## GIVEN EXERCISE:
Your task is to print all of the material verbatim.

▶

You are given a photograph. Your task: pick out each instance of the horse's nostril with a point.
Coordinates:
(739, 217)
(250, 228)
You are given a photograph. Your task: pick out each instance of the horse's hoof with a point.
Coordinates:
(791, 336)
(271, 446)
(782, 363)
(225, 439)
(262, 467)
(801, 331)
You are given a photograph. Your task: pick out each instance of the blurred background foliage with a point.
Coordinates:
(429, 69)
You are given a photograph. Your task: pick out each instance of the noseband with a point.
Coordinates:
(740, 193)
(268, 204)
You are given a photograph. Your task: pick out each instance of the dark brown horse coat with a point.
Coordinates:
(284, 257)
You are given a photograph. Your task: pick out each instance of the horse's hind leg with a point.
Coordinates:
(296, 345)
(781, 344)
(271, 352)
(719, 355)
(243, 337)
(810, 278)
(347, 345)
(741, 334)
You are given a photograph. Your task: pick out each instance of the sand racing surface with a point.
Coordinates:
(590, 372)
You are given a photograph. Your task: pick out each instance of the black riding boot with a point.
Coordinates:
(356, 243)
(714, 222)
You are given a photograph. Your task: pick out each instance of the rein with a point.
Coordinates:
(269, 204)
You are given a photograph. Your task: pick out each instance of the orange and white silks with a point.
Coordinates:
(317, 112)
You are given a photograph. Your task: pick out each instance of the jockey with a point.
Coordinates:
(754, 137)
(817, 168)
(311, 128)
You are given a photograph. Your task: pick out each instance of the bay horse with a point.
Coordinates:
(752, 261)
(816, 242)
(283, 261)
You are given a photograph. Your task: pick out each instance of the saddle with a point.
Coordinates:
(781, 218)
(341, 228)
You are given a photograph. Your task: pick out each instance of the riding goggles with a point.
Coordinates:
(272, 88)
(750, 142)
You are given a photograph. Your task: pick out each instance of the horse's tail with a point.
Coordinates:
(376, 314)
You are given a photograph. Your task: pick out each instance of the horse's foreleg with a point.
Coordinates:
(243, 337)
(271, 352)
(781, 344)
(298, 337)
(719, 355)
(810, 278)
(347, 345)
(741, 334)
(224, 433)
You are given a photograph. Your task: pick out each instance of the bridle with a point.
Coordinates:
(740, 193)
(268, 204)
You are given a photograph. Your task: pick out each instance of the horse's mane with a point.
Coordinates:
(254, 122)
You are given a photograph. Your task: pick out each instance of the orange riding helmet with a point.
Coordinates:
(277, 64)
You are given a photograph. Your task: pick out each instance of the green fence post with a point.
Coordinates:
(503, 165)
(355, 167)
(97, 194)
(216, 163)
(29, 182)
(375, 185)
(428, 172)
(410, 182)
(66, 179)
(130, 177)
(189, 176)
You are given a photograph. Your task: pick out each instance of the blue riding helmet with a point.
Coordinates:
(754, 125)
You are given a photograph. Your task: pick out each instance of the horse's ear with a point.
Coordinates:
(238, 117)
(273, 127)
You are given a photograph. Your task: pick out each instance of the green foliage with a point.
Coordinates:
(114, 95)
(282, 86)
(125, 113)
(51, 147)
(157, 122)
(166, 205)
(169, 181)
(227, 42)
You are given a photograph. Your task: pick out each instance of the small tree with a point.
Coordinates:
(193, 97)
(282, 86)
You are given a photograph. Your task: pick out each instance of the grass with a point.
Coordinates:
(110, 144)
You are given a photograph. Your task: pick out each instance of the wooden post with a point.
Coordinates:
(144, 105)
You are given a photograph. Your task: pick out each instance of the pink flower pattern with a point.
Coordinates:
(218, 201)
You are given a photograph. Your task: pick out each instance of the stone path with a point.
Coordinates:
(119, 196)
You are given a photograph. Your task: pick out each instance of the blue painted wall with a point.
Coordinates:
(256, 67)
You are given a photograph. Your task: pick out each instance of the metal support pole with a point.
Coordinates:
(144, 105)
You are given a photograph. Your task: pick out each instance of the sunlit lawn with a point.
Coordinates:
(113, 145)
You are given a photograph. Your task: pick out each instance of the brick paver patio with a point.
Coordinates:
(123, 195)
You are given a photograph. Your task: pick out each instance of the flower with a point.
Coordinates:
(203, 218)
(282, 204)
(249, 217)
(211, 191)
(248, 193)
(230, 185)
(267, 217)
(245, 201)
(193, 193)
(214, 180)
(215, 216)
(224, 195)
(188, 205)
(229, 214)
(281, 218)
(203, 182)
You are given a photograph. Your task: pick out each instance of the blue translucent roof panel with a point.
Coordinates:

◀

## CORRECT ANSWER:
You are given a photograph. Your task: pick out each instance of the horse's nostril with a point.
Coordinates:
(739, 217)
(250, 228)
You are given a photograph. Your task: pick out each instance of the horse's hoof with a point.
Coordinates:
(791, 336)
(271, 446)
(782, 363)
(225, 439)
(262, 467)
(801, 331)
You are given a photograph. Your task: pick out each instance of the blurred background foliage with a point.
Coordinates:
(429, 69)
You are given a photograph. Your task: pick out each instance of the noseband with a point.
Coordinates:
(740, 193)
(268, 204)
You are given a photograph. Your task: pick out each instance of the dark brown horse coat with a point.
Coordinates:
(284, 257)
You are given a photograph. Your task: pick out each instance of the horse's hind leg with a point.
Coordinates:
(296, 345)
(781, 344)
(271, 352)
(719, 355)
(243, 337)
(810, 278)
(347, 345)
(741, 334)
You are given a photograph. Your task: pick out each instance of the sand racing surface with a point.
Coordinates:
(590, 372)
You are given a photograph. Your task: pick out each instance of the black riding boot with a point.
Coordinates:
(356, 243)
(714, 222)
You are given a photograph. Your task: pick out each instance of the rein with a point.
Coordinates:
(269, 204)
You are given a photograph. Your task: pick out each instance of the orange and white silks with a point.
Coordinates:
(317, 112)
You are given a photograph. Your task: pick out each instance of the jockey with a point.
Coordinates:
(754, 137)
(817, 168)
(311, 128)
You are given a photograph. Your task: pick out each instance of the bay horse with a point.
Coordinates:
(752, 261)
(816, 242)
(283, 261)
You are given a photograph. Your task: pick out each instance of the saddle with a point.
Coordinates:
(781, 218)
(341, 228)
You are given a photograph. Your task: pick out each instance of the riding goggles with a point.
Coordinates:
(272, 88)
(750, 142)
You are given a photograph. Your task: pick out each instance of the horse's tail with a point.
Coordinates:
(376, 314)
You are given a photograph. Your task: pick out each instance of the horse's foreleg with a point.
Coordinates:
(243, 337)
(271, 352)
(781, 344)
(298, 337)
(719, 355)
(810, 278)
(347, 345)
(741, 334)
(224, 433)
You are given a photograph. Your task: pick out each instance of the bridle with a point.
Coordinates:
(740, 193)
(268, 204)
You are given a photograph. Your task: pick out each instance of the horse's mane with a point.
Coordinates:
(254, 122)
You are given a photograph. Your task: pick out each instance of the orange riding helmet with a point.
Coordinates:
(277, 64)
You are given a photograph. Your task: pick out each instance of the green fence post with a point.
Coordinates:
(503, 165)
(355, 167)
(97, 194)
(216, 163)
(29, 182)
(375, 185)
(428, 172)
(410, 182)
(66, 179)
(130, 177)
(189, 176)
You are given a photograph. Your task: pick out each instance of the blue riding helmet with a point.
Coordinates:
(754, 125)
You are given a photograph. Your task: pick out each instance of the horse's ear with a point.
Coordinates:
(238, 117)
(273, 127)
You are given a photograph. Your task: pick out each instance of the green foliage with a point.
Coordinates:
(114, 95)
(282, 86)
(125, 113)
(51, 147)
(157, 122)
(166, 205)
(169, 181)
(227, 42)
You are given a photograph. Your task: pick out each instance of the small tree with a point.
Coordinates:
(193, 97)
(282, 86)
You are given a photograph. Your task: pick out each instance of the grass with a point.
Coordinates:
(110, 144)
You are given a photograph. Your task: pick out each instance of the wooden post with a point.
Coordinates:
(144, 105)
You are given a photograph. Your task: pick out each instance of the pink flower pattern with a point.
Coordinates:
(218, 201)
You are given a photograph. Your task: pick out each instance of the stone path with a point.
Coordinates:
(119, 196)
You are given a photograph. Your task: pick out each instance of the blue painted wall with a point.
Coordinates:
(256, 67)
You are given a photograph. Your task: pick out each instance of the metal support pole with a point.
Coordinates:
(144, 105)
You are given a photograph. Your task: pick out each instance of the sunlit lawn with a point.
Coordinates:
(113, 145)
You are given a photograph. Your task: pick out each instance of the brick paver patio with a point.
Coordinates:
(123, 195)
You are given a photograph. Your task: pick out each instance of the flower with a point.
Coordinates:
(203, 218)
(282, 204)
(249, 217)
(211, 191)
(248, 193)
(230, 185)
(267, 217)
(245, 201)
(193, 193)
(214, 180)
(215, 216)
(224, 195)
(188, 205)
(229, 214)
(281, 218)
(203, 182)
You are given a photograph. Your task: pick out each instance of the blue translucent roof panel with a point.
Coordinates:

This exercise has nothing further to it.